Pictures stay out of this copy; please retype only the lines from the start of the records through the line with "spider, as integer pixel positions.".

Photo-based referring expression data:
BEGIN

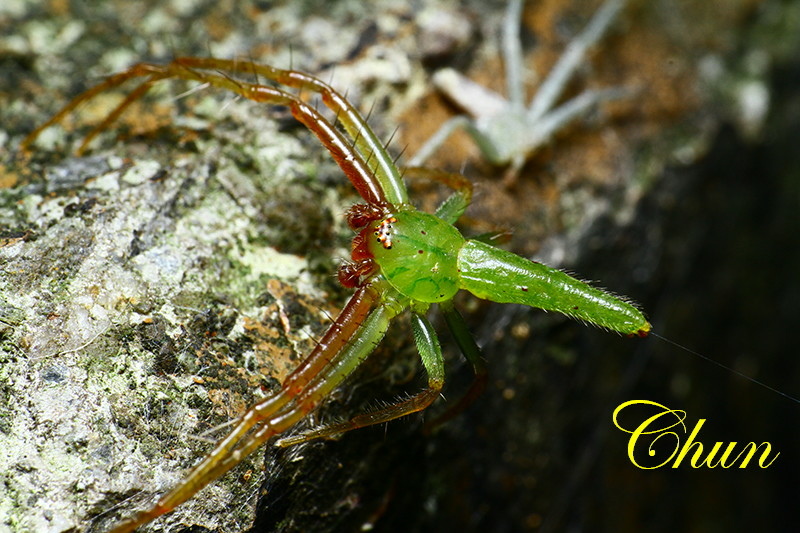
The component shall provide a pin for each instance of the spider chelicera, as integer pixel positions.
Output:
(402, 259)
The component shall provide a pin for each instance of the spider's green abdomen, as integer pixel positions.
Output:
(418, 254)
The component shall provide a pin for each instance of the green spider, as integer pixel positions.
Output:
(402, 259)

END

▸ RESPONSE AREA:
The component shall provide a pin for each instance of the spider chelicera, as integer pixel positions.
Output:
(402, 259)
The component shall provide a pin for each instance of the spider's green abdomen, as integer pixel positions.
Output:
(418, 254)
The component shall provide a pin for each instance of the green spider, as integer pixel positions.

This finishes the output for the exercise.